──────── Supplied passage
The Sword of the Spirit – Ephesians 6:17
The Bible, the written word of God, is the
most precious commodity a Christian has.
The Bible is like food to the hungry
soul: “Thy words were found, and I did eat them; and thy word was unto me the
joy and rejoicing of mine heart” (Jer. 15:16).
“How sweet are thy words unto my taste!
Yea, sweeter than honey to my mouth!” (Ps. 119:103). They are like streams of water to a huge oak tree, for the man whose delight is
in the law of the Lord “shall be like a tree planted by the rivers of water,
that bringeth forth his fruit in his season; his leaf also shall not wither;
and whatsoever he doeth shall prosper” (Ps. 1:3). God’s words are more valuable than gold and silver: “More to be desired are they
than gold, yea, than much fine gold: sweeter also than honey and the honeycomb”
(Ps. 19:10). “The law of thy mouth is
better unto me than thousands of gold and silver” (Ps. 119:72). It is a light
in a dark place: “The entrance of thy words giveth light; it giveth
understanding unto the simple” (Ps. 119:130).
It is therefore a terrible
judgment when God’s words are withheld.
In the book of Amos, such a predicament is likened to a famine: “Behold, the days come, saith
the Lord GOD, than I will send a famine in the land, not a famine of bread, nor
a thirst for water, but of hearing the words of the LORD” (Amos 8:11). Just as physical life cannot long endure
without food and water, neither can our spiritual life be healthy and
flourishing apart from the word of God.
Therefore in Eph. 4:15, we are told that it is as we speak the truth in
love – truth which finds its origin in Scripture – that we grow.
In light of these metaphors, it
almost seems incongruous for the apostle to liken the Scripture – the word of
God – to a sword. A sword is not
something that makes one rich, that nourishes the soul, or gives light in
darkness. A sword is something that
destroys and wounds and kills. However,
as Ecclesiastes puts it, there is “a time to kill, and a time to heal . . . a
time of war, and a time of peace” (Eccl. 3:3, 8). It is the versatility of the word of God that
it can kill and make alive, depending on the need of the moment.
So, when we ask the question,
“Why would the apostle Paul use the metaphor of a sword for the word of God?” we
find the reason in the context of our verse.
The context is that of battle, spiritual battle, with Satan and his
demonic armies. The Christian is under
constant attack by them and he must be able to stand and not give ground when
he or she is attacked. In such a
context, a sword is what is needed, especially in close-quarters combat, which
is what the apostle envisions here (cf. ver. 12). The role of God’s word pictured here, then,
is not so much its function in providing spiritual nourishment for the soul as
it is its function in fending off the enemies of our souls. So the question we must ask of this text is,
how does the Bible function to enable us to fight off the enemies of our
souls? That would explain why the Bible
is likened to a sword. And then the
second question would be, why is it called the sword of the Spirit. What role
does the Holy Spirit play in all this? This will be the focus of our study this
morning.
────────────────
## Given task 1
Pick out every line in the rows below that contains the string "background", matching case exactly, and copy each one.
──────── Supplied entries
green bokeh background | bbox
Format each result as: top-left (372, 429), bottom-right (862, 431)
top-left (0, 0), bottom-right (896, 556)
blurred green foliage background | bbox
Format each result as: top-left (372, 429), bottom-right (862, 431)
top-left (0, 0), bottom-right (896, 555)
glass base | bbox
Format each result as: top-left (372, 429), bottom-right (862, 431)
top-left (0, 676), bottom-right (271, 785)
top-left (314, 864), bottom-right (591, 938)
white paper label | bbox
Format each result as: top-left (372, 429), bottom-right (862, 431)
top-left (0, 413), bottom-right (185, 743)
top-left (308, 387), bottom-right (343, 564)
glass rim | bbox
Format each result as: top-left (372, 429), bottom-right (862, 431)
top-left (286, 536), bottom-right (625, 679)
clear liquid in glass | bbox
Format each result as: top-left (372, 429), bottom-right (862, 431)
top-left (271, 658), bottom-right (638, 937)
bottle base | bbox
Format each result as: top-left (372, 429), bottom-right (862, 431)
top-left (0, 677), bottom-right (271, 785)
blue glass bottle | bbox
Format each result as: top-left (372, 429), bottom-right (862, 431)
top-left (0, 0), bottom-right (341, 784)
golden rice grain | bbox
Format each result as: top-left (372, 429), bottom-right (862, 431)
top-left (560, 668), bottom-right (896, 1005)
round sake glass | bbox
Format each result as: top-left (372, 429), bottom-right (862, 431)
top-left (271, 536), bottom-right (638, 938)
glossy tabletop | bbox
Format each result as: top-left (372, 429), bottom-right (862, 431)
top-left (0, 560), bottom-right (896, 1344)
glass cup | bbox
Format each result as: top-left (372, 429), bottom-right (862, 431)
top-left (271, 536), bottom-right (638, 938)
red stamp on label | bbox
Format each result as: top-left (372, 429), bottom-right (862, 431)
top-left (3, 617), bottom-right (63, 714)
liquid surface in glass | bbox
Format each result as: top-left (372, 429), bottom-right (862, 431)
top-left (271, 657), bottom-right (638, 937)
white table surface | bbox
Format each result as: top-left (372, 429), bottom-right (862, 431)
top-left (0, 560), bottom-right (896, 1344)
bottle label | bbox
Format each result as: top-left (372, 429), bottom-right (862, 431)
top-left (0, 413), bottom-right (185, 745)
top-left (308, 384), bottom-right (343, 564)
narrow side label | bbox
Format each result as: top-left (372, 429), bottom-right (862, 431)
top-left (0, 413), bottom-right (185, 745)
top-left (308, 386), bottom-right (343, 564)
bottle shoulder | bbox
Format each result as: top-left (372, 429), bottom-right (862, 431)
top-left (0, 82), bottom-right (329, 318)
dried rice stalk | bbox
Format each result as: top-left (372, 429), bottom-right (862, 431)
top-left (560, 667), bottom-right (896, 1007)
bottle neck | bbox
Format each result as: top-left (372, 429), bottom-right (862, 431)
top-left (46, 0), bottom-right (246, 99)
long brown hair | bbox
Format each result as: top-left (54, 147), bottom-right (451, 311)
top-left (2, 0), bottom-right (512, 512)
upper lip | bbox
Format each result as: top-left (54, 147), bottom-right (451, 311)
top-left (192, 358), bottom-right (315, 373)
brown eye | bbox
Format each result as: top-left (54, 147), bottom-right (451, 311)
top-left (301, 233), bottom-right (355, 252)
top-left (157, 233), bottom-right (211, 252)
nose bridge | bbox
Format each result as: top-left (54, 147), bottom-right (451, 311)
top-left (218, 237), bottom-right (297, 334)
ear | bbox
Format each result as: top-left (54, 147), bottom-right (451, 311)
────────────────
## Given task 2
Write what comes next in the passage on the sword of the Spirit in Ephesians 6:17, picking up right after its final sentence.

## Exercise output 1
green bokeh background | bbox
blurred green foliage background | bbox

## Exercise output 2
However, before we proceed with
this agenda, we need to address our assumption that Paul is talking about the Bible here. There are plenty of people out there who refuse
to say that the Bible is the written word of God. They are in fact embarrassed by such a
claim. They might say that the Bible contains the word of God. Or they might say that the Bible is a human
attempt to reflect God’s word to us. But
at the end of the day, for them the Bible is just a book like any other book: a
human creation from beginning to end. It
is not the word of God, it is the word of man about God. There are many reasons why people think this
way: some are embarrassed by how out of step the Bible is to the morals and
sensitivities of our culture; others are embarrassed by how out of step the
Bible is to certain current scientific claims; others are embarrassed by
apparent discrepancies in the Bible itself.
But whatever the reason, this embarrassment has its roots in a previous surrender
to the values of the culture over the values of the word of God. For such people, the Bible can’t be the word
of God because it doesn’t reflect their worldview.
But we do not believe that the
Bible is the word of man about God.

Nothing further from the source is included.